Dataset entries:
------------------------------------------------------------
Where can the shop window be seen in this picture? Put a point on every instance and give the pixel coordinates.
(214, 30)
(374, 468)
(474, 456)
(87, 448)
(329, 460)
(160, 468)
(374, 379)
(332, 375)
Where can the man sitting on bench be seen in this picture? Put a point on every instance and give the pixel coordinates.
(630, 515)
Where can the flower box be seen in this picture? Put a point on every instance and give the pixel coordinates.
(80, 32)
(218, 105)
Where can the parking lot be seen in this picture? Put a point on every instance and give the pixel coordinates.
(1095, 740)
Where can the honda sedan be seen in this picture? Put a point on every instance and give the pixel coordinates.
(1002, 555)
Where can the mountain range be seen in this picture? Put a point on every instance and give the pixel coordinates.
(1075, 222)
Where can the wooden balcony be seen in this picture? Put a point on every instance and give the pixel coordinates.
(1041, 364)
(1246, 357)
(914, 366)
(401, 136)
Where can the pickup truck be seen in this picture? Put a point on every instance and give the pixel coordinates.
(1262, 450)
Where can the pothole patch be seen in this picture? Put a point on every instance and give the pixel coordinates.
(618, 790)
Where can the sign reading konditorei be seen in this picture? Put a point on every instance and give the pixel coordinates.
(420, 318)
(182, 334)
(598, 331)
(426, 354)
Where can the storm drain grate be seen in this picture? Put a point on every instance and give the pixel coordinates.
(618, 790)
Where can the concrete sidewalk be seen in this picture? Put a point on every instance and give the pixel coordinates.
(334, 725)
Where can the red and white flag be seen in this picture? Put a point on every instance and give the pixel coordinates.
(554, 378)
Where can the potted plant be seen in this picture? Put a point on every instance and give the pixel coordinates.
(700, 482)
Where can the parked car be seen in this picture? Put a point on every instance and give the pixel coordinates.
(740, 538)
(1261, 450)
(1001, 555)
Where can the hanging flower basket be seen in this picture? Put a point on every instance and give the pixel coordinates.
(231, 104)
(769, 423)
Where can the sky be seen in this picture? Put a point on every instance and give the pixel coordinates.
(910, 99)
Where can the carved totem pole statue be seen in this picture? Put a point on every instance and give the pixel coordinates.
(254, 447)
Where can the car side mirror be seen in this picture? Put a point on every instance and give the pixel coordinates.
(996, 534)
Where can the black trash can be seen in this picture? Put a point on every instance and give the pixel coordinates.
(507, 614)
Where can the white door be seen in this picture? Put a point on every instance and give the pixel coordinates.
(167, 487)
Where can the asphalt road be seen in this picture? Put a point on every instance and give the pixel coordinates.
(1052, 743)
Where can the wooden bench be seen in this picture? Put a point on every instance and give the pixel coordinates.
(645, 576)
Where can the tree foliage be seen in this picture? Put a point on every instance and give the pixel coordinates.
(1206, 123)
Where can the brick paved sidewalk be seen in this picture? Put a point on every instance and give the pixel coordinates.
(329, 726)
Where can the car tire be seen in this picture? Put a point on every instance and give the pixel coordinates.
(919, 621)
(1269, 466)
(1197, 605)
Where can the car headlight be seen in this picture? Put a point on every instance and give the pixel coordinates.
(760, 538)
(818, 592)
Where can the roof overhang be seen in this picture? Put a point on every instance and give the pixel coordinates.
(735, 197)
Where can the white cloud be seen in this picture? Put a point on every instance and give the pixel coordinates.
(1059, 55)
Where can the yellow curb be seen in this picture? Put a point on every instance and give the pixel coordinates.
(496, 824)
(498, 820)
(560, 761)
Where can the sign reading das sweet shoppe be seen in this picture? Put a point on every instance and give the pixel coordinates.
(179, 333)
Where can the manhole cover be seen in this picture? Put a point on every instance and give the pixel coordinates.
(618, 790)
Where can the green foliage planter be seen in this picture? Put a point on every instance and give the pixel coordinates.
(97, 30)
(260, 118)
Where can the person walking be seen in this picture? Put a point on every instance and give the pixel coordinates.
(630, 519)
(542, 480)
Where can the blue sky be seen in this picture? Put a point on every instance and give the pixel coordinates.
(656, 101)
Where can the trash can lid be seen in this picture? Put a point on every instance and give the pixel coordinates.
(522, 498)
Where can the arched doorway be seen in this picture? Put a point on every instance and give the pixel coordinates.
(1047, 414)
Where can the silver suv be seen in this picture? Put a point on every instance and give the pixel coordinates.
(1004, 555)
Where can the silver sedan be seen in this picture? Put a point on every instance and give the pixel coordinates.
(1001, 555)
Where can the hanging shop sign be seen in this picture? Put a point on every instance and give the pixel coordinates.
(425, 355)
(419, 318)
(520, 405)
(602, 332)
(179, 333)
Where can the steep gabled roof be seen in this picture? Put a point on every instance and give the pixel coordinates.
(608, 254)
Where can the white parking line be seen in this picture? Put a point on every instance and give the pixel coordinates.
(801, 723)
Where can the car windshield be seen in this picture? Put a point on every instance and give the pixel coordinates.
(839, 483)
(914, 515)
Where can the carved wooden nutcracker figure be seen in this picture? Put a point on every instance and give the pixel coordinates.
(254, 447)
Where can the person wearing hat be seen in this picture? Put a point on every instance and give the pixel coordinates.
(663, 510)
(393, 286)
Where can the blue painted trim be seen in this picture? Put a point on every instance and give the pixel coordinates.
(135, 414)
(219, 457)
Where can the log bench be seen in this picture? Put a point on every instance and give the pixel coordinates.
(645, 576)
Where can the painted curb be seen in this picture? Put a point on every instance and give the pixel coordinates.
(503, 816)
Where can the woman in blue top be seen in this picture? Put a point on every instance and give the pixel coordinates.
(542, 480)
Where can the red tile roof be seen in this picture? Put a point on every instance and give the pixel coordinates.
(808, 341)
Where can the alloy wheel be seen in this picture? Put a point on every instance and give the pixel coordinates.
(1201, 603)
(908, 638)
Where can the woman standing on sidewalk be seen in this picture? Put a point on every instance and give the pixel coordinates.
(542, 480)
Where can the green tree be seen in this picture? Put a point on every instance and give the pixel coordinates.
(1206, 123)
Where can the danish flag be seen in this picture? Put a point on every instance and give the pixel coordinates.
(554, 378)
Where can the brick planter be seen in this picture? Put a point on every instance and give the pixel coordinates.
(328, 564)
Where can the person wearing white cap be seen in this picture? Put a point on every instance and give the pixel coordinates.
------------------------------------------------------------
The whole of the data is to be copied out word for word.

▶ Expected answer
Where can the shop window be seen in this picture? Put a point on every instance and give the pixel coordinates.
(214, 30)
(374, 468)
(474, 456)
(87, 448)
(329, 460)
(160, 468)
(374, 379)
(332, 375)
Where can the man sitting on bench be seen in this picture? Put a point on every instance and give the pixel coordinates.
(630, 515)
Where can the flower box be seen in this picture? Put a point on every instance and give the pixel coordinates.
(80, 32)
(218, 105)
Where can the parking lot be seen in this picture? Put a point on every instance and give the pixel coordinates.
(1095, 740)
Where can the honda sedan be seen in this picture? Put a point on every instance and give the pixel coordinates.
(1002, 555)
Where can the mountain range be seen in this picture? Put a point on every instance and give the pixel coordinates.
(1075, 222)
Where can the wooden balcony be seen in this picture? Put a point on every instance and give the pixel coordinates.
(1041, 364)
(1246, 357)
(914, 366)
(401, 136)
Where can the pickup truck be seen in this picture? Put a point on every instance and give the pixel coordinates.
(1262, 450)
Where can the pothole patch be seen in this picture? Put a point on every instance and give the pixel coordinates.
(618, 790)
Where can the sign reading konditorei be seen in this picture? Put a point on every instance and give the pixel coordinates.
(420, 318)
(182, 334)
(598, 331)
(426, 354)
Where can the storm drain grate be seen in this picture? Put a point on every instance and give the pixel coordinates.
(618, 790)
Where can the concrete sidewalk be seen in this picture? Put a point on every instance and give the pixel coordinates.
(334, 725)
Where can the red and white flag be seen in this picture? Put a point on every instance and give the pixel coordinates.
(554, 378)
Where can the potted plant be seen in this picture? Put a point on every instance and give the pixel coordinates.
(700, 482)
Where can the parked car be seen in this picture? Put a point on every instance and give the pixel coordinates.
(740, 538)
(1261, 450)
(1001, 555)
Where can the hanging flower basket be seen in this picture? Put a point on every instance and give the pixel coordinates.
(231, 104)
(769, 423)
Where can the sky be seen in this picture? Put a point on every instance and give the pixel coordinates.
(910, 99)
Where can the carved totem pole statue be seen in this picture? Put a point on every instance and give the pixel coordinates.
(254, 447)
Where can the car side mirror be seen in this picture? Put a point on every instance and give the pixel coordinates.
(996, 534)
Where can the black trash can be seen in this picture? Put a point on every instance and give the pixel coordinates.
(507, 614)
Where can the white door be seen in this picture? Put a point on every instance and give the pixel coordinates.
(167, 487)
Where can the asphalt road be seen in this picture? Put a point on every instance and give the pixel coordinates.
(1052, 743)
Where can the wooden bench be seen in this picture? Put a point on every instance and give the pixel coordinates.
(645, 576)
Where can the tree foliage be seen in this picture? Put a point on every instance and give the pixel coordinates.
(1206, 123)
Where can the brick paved sidewalk be seen in this picture? Put a point on every instance and give the pixel coordinates.
(329, 726)
Where can the car tire be seen in this picture? Put a point on every instance and give the pixel coordinates.
(919, 621)
(1269, 466)
(1197, 605)
Where can the car headlight be seen in this picture? Put a point on every instance and give the pixel coordinates.
(760, 538)
(818, 592)
Where can the roof overhang be seen in this picture? Put a point on every instance and give the pixel coordinates.
(735, 197)
Where can the white cloud be seen in this picture? Put a point on every instance and give the pixel coordinates.
(1059, 55)
Where can the yellow curb be seen in this picture? Put a point on every instance and give the pixel coordinates.
(496, 824)
(498, 820)
(560, 761)
Where can the sign reading das sweet shoppe be seen in this picture? Put a point on every instance and give the pixel coordinates.
(179, 333)
Where can the manhole cover be seen in this picture? Put a point on every instance and give the pixel coordinates.
(618, 790)
Where can the green foliage planter be seen in this picture? Put a point on every instance and give the pixel coordinates.
(97, 30)
(260, 118)
Where can the person walking be seen in this picture? Put a point on every instance and give the pixel coordinates.
(630, 519)
(542, 480)
Where can the blue sky be seen in this picture? Put a point on every instance and give the pixel coordinates.
(656, 101)
Where can the trash can lid be seen in this picture? Put a point on every instance and give the pixel coordinates.
(522, 498)
Where can the arched doorway be seen in this picture? Put a point on every instance and give the pixel coordinates.
(1047, 414)
Where can the silver suv be seen in this picture? Put a point on every instance and give the pixel coordinates.
(1004, 555)
Where can the silver sedan be seen in this picture? Put a point on every instance and give the pixel coordinates.
(1001, 555)
Where can the hanging shop sign be seen in this picture? Put a point on every instance and give the pixel coordinates.
(425, 355)
(419, 318)
(520, 405)
(602, 332)
(179, 333)
Where can the steep gabled roof be seen in this picture? Put a point on every instance and give the pixel coordinates.
(608, 254)
Where can the white parking line be seen in this picture? Put a point on every instance and give the pixel coordinates.
(801, 723)
Where can the car windshield be seen in this picture? Put a point on every instance and give the pixel coordinates.
(839, 483)
(914, 515)
Where can the carved wooden nutcracker figure be seen in this picture? Put a point on every instance and give the pixel coordinates.
(254, 447)
Where can the person wearing hat be seen in this picture? Put a point on every instance and give the pixel coordinates.
(663, 510)
(393, 286)
Where can the blue painted trim be seen in this picture? Put a point on every instance and give the pixel coordinates.
(135, 414)
(219, 457)
Where can the log bench be seen in this picture? Put a point on every instance and give the pixel coordinates.
(645, 576)
Where can the painted curb be seen in this picture? Put a point on every instance and give the pixel coordinates.
(503, 816)
Where can the woman in blue top be seen in this picture? Put a point on every instance and give the pixel coordinates.
(542, 480)
Where can the red tile roof be seen in this picture? Put a point on every instance and give the pixel coordinates.
(808, 341)
Where can the alloy wheel be seen in this picture? Put a point on every instance and give the pixel coordinates.
(1201, 603)
(908, 638)
Where can the woman standing on sidewalk be seen in this picture? Put a point on every instance and give the pixel coordinates.
(542, 480)
Where can the green tree be seen in this picture? Put a point on every instance and give the pixel coordinates.
(1206, 123)
Where can the danish flag be seen in this picture? Put a point on every instance and give the pixel coordinates.
(554, 378)
Where can the brick planter be seen in this picture? Put a point on every instance and give the pixel coordinates.
(328, 564)
Where can the person wearing white cap be seen in this picture? Put a point on every instance and give the pixel coordinates.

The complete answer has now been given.